• Requirement
Wherever a picture appears, leave it out, and transcribe the rest of the records exactly.

• Material to process
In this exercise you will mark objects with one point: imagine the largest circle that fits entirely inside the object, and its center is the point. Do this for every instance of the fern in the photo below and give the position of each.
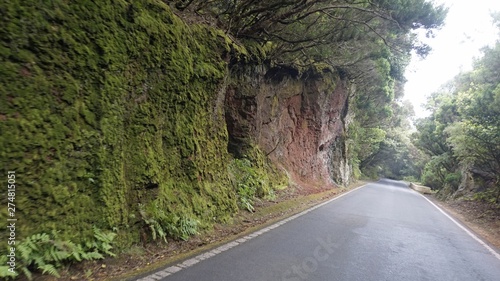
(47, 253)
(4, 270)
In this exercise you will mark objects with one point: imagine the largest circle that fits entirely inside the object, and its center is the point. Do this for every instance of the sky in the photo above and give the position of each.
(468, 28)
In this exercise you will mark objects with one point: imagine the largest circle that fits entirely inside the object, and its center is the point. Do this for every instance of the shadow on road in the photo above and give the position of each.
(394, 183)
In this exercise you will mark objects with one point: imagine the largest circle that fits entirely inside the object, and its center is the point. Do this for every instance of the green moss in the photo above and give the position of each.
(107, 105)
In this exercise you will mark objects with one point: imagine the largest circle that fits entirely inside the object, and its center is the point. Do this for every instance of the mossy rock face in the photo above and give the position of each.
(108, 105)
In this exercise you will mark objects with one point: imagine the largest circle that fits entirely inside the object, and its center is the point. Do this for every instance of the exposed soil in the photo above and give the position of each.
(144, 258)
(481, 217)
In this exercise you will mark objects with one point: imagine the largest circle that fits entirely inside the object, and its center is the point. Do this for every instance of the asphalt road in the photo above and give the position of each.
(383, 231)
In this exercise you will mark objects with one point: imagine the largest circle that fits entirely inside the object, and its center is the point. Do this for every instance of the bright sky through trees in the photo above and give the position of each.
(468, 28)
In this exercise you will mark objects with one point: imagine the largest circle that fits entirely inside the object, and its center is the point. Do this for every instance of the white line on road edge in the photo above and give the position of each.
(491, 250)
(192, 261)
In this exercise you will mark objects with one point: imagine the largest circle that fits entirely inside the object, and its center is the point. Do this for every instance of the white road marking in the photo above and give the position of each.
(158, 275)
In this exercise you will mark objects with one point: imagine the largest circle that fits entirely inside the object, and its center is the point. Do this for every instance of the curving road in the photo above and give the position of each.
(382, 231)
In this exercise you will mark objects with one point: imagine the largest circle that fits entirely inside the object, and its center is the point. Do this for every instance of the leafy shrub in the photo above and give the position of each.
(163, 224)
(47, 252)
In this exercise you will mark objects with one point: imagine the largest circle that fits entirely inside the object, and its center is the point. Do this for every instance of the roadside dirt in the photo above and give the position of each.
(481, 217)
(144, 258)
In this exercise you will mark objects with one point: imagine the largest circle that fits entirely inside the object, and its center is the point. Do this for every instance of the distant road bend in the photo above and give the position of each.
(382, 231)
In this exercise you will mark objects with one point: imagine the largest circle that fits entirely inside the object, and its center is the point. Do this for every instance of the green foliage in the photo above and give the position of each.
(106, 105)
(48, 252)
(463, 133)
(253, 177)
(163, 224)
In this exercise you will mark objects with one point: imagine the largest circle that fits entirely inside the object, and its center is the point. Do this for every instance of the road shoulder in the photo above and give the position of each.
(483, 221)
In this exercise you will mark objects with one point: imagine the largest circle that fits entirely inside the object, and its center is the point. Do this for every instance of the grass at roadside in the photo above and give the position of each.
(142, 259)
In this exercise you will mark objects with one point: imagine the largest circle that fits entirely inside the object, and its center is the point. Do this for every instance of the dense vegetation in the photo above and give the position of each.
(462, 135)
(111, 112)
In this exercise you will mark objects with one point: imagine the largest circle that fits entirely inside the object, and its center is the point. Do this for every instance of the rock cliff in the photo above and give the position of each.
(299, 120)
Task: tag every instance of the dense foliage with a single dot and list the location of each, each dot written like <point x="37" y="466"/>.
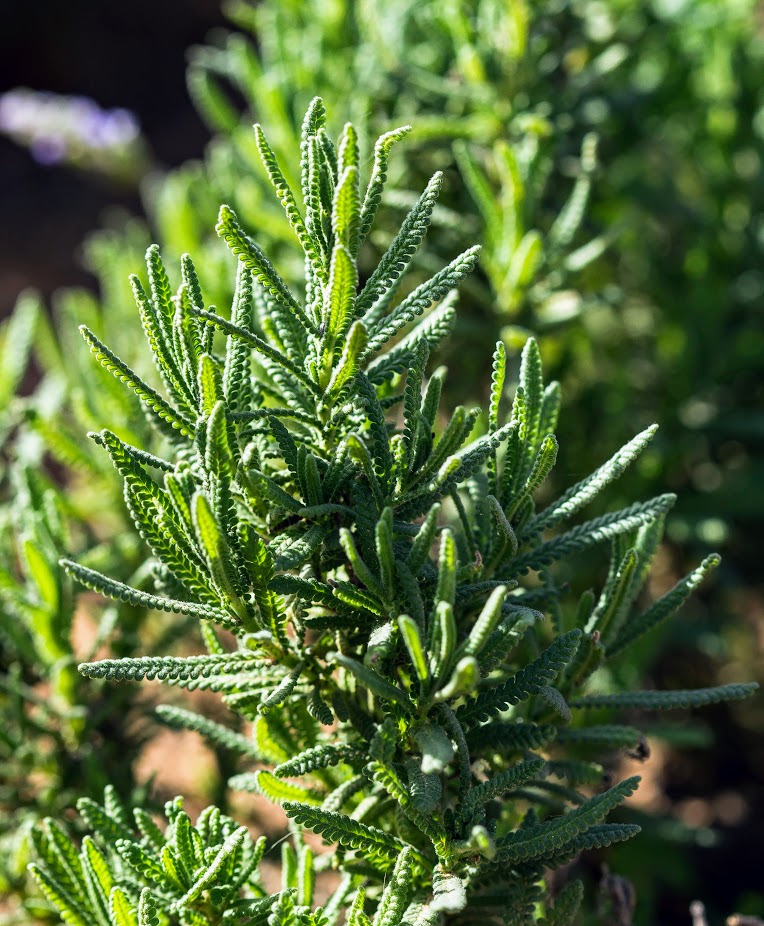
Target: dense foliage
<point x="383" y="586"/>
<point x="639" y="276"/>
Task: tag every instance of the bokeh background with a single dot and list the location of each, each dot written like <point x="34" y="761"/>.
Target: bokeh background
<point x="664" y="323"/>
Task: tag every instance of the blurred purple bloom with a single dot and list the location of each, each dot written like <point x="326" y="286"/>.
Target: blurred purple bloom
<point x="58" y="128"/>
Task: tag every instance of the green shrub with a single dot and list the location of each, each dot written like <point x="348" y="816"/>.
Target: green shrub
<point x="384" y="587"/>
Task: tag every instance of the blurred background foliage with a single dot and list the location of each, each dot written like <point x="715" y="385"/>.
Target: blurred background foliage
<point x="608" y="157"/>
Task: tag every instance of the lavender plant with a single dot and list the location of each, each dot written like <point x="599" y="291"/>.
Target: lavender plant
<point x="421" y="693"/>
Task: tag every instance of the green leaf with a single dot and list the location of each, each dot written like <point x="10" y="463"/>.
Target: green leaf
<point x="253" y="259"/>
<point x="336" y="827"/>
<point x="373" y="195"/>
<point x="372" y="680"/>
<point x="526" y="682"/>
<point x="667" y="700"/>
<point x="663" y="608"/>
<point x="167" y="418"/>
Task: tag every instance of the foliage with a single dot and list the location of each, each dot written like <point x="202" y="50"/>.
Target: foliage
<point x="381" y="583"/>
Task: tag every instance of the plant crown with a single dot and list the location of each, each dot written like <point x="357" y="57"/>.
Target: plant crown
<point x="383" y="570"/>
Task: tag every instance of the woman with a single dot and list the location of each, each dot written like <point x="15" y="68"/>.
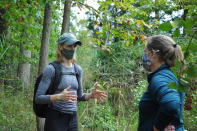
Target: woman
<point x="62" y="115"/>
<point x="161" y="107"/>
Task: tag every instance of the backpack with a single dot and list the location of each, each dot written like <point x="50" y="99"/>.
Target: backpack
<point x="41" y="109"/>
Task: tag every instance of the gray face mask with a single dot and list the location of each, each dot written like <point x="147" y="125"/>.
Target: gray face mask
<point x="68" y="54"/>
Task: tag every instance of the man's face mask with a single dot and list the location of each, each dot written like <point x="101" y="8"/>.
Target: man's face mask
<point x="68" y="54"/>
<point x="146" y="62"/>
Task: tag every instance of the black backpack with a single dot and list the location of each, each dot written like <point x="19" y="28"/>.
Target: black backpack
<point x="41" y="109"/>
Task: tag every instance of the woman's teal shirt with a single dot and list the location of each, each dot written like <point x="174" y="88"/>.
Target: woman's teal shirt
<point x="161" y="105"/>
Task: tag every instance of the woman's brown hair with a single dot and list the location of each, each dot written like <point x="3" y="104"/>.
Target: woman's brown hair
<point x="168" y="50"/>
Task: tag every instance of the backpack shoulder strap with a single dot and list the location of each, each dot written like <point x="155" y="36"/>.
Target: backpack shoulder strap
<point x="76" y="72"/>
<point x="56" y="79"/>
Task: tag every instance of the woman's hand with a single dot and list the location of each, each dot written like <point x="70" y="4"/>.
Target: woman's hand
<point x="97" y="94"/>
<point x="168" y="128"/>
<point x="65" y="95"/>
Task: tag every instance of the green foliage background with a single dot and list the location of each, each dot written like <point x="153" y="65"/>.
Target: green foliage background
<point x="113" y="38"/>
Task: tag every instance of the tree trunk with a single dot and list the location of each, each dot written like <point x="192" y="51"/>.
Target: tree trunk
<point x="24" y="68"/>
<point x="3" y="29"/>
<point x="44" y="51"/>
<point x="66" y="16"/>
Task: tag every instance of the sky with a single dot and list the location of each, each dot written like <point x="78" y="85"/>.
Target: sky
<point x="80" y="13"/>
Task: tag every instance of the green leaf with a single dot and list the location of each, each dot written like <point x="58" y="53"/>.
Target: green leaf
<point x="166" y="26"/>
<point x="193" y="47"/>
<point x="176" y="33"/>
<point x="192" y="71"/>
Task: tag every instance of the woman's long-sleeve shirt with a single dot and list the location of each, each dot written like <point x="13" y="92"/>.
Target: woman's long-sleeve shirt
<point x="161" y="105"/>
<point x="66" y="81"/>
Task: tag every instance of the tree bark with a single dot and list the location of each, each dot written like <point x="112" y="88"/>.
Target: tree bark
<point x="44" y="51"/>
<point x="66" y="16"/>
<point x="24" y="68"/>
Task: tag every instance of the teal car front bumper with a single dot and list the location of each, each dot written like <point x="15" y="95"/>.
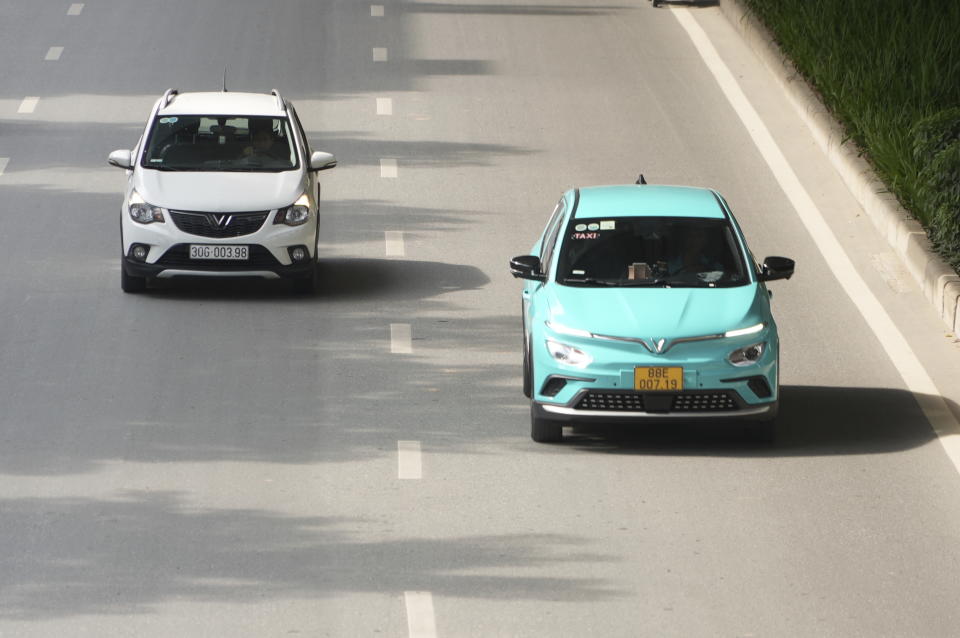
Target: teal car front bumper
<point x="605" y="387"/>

• Result of the task
In this exercise you will mark objects with one point: imagine the largest circle that fits entirely inside the object, and its center is the point. Do this for every instance of the fern in the photo below and give the position of each.
(47, 253)
(4, 270)
In this exercise you will mark objects with one point: imagine the largest circle that fits entirely inside the object, and its center is the point. Do this for every instance of the sky in the photo above and give the position of each.
(468, 28)
In this exercise you will mark objects with one point: imagine the largest circle that fits entirely inside the object, and its center is the point. Do this for every instance of the shadow on road in the photo above and give the position of each.
(394, 183)
In this exercise you will mark objects with one point: imagine the largest circle that fits entirely inside the object, and its center is the point. Do this for every instance of the green moss in the photo above and give the position of each.
(107, 105)
In this exercise you will mark objects with one point: imagine the largest circle that fits entirely inside the object, and its center is the point. Do this for every instance of the mossy rock face in the photo above and give the position of each.
(108, 105)
In this exercise you will mark objects with one point: imagine the largest circle that fits entirely inside the object, and its center is the point. Do this for every instance of the exposed soil in the photo above and give the position of each.
(144, 258)
(481, 217)
In this exercise you will mark objects with one point: imagine the largest circle that fits entirely inside the object, and its center is the point. Do this for every instance of the asphalt road in the photo above and give the position of each.
(383, 231)
In this exercise you will mark objects with one point: imagine the largest circle that fits entirely inside the object, and its center is the point. Do this for every instance of the bright sky through trees in the photo above and give the position of each.
(468, 28)
In this exercise you will mark objects with one point: imagine the largest circle that fits entirely inside the object, and its center is the point. Do this for every instance of the white line on road edge in the photo above and give the position of each.
(491, 250)
(192, 261)
In this exercise you will mark objects with one point: imagine the largest circle that fits entirely inside the object, and its center is the point. Do this for every instance of the white road marking in the photo above and give the position of each.
(158, 275)
In this exercise you will mark objects with one point: imagine the largest circle that fits entirely inside the object, and its center is the point. Do this for every instance of the curving road in the photo above and give the position of each.
(382, 231)
In this exercise you will mark objects with one point: imagine the largest circle that fits entirely inside the object, and its center is the point. Do this for every instance of the leafy shrub in the photo above and give the position of each.
(163, 224)
(47, 252)
In this exercise you will mark objects with one point: imagine the largest circle that fits entirely inside the object, and its center is the point. Do this for every instance of the roadside dirt in the photo above and give the position of each.
(481, 217)
(144, 258)
In this exercise you will mark objects with one point: imagine the largest circle that fits entirely inside the object, and its center is the point. Do this for every instance of the distant road bend in the photo above and give the position of each.
(382, 231)
In this exercise you will mark objects with one point: imagine the largest circle that fits entirely inside the object, and its center is the point. Do this for every instance of the green foliage in the photo above and give the position of each.
(106, 105)
(48, 252)
(463, 133)
(253, 177)
(163, 224)
In this exercise you will mark objects with one point: imagine the largest circle that fits entirely inside the object, and its center is the point. Do this for every instance of the road shoulder in the photo above and give the position of each.
(483, 221)
In this exercise you will mark objects with one point: imagine the largest circle that fits entirely inside the object, and its center is the point. Do this for every instance of the grass at roadside in the photo above and give the position of each.
(142, 259)
In this exercise you will mark objects with one point: imagine the largest circle that fits entirely inside the object, and its center is the point. Do this for every instance of the dense vegetation in the photo above and give the position of each.
(462, 135)
(111, 112)
In this exercise you will mark objects with one point: imagine the largest circle that fits entirely inside the object, and its center is the point. Do this for every instance of the rock cliff in the photo above and give the position of each.
(299, 120)
Task: tag every instance of the dense foliage with a single dot and list the location of each, each dot written like <point x="37" y="466"/>.
Target: dense foliage
<point x="383" y="586"/>
<point x="639" y="276"/>
Task: tag every instance of the bokeh background with a single dot and list the location of each, each dot written like <point x="34" y="761"/>.
Target: bokeh background
<point x="664" y="323"/>
Task: tag every instance of the blurred purple bloom with a single dot and list the location of each, each dot written like <point x="326" y="286"/>.
Target: blurred purple bloom
<point x="58" y="128"/>
Task: tag every instance of the green shrub with a single dot and list the location of each, each dot written like <point x="348" y="816"/>.
Target: green shrub
<point x="384" y="587"/>
Task: tag every instance of the blurred background foliage with a single dot and list the location of each, each dot written like <point x="715" y="385"/>.
Target: blurred background foliage
<point x="608" y="157"/>
Task: tag every instance of the lavender plant with a single dot and list the location of each, each dot written like <point x="599" y="291"/>.
Target: lavender plant
<point x="421" y="693"/>
Task: tag every instance of the green leaf with a single dot and list the location of each, each dot written like <point x="10" y="463"/>.
Target: green leaf
<point x="253" y="259"/>
<point x="336" y="827"/>
<point x="373" y="195"/>
<point x="372" y="680"/>
<point x="526" y="682"/>
<point x="667" y="700"/>
<point x="663" y="608"/>
<point x="167" y="418"/>
Task: tag every instance of the foliage with a single dot and list the location of each, each dot written like <point x="202" y="50"/>.
Target: foliage
<point x="381" y="583"/>
Task: tag every instance of the plant crown with a single dot and list the location of each, each dot written like <point x="357" y="57"/>.
Target: plant crown
<point x="383" y="570"/>
Task: tag every instance of the woman with a single dot and list the location of each, each dot written like <point x="15" y="68"/>.
Target: woman
<point x="62" y="115"/>
<point x="161" y="107"/>
Task: tag every instance of the backpack with a single dot and list the location of each, each dot written like <point x="50" y="99"/>.
Target: backpack
<point x="41" y="109"/>
Task: tag every instance of the gray face mask with a single dot and list the location of each, each dot written like <point x="147" y="125"/>.
Target: gray face mask
<point x="68" y="54"/>
Task: tag every instance of the man's face mask with a single dot and list the location of each, each dot written like <point x="101" y="8"/>.
Target: man's face mask
<point x="68" y="54"/>
<point x="146" y="62"/>
Task: tag every instance of the black backpack with a single dot and list the location of each, each dot written like <point x="19" y="28"/>.
Target: black backpack
<point x="41" y="109"/>
Task: tag every instance of the woman's teal shirt with a single dot and list the location of each, each dot written like <point x="174" y="88"/>.
Target: woman's teal shirt
<point x="161" y="105"/>
Task: tag every instance of the woman's brown hair with a single dot and list the location of each, each dot written like <point x="3" y="104"/>.
Target: woman's brown hair
<point x="168" y="50"/>
Task: tag every instance of the backpack shoulder strap with a single dot and list the location of each, each dot written like <point x="155" y="36"/>.
Target: backpack shoulder strap
<point x="76" y="72"/>
<point x="56" y="79"/>
Task: tag every instance of the woman's hand with a single dot and list the location of each, each dot written like <point x="70" y="4"/>.
Target: woman's hand
<point x="97" y="94"/>
<point x="168" y="128"/>
<point x="65" y="95"/>
Task: tag every instance of the green foliage background with a single dot and list the location of each, each dot written like <point x="153" y="65"/>.
Target: green foliage background
<point x="113" y="38"/>
Task: tag every instance of the tree trunk with a single dot and list the location of each, each dot written like <point x="192" y="51"/>.
Target: tree trunk
<point x="24" y="68"/>
<point x="3" y="29"/>
<point x="44" y="51"/>
<point x="66" y="16"/>
Task: tag every instance of the sky with a single dot and list the location of each, each dot written like <point x="78" y="85"/>.
Target: sky
<point x="80" y="13"/>
Task: tag every instance of the green leaf with a single dot and list the location of each, each dot written like <point x="58" y="53"/>.
Target: green leaf
<point x="166" y="26"/>
<point x="193" y="47"/>
<point x="176" y="33"/>
<point x="192" y="71"/>
Task: tag every instance of the woman's long-sleeve shirt with a single dot and list the location of each, each dot written like <point x="13" y="92"/>.
Target: woman's long-sleeve shirt
<point x="161" y="105"/>
<point x="66" y="81"/>
Task: tag every instance of the tree bark with a single dot and list the location of each, each dot written like <point x="112" y="88"/>.
Target: tree bark
<point x="44" y="51"/>
<point x="66" y="16"/>
<point x="24" y="68"/>
Task: tag every instance of the teal car front bumper with a single dot and list the location of each, each dot written like <point x="15" y="95"/>.
Target: teal car front bumper
<point x="605" y="387"/>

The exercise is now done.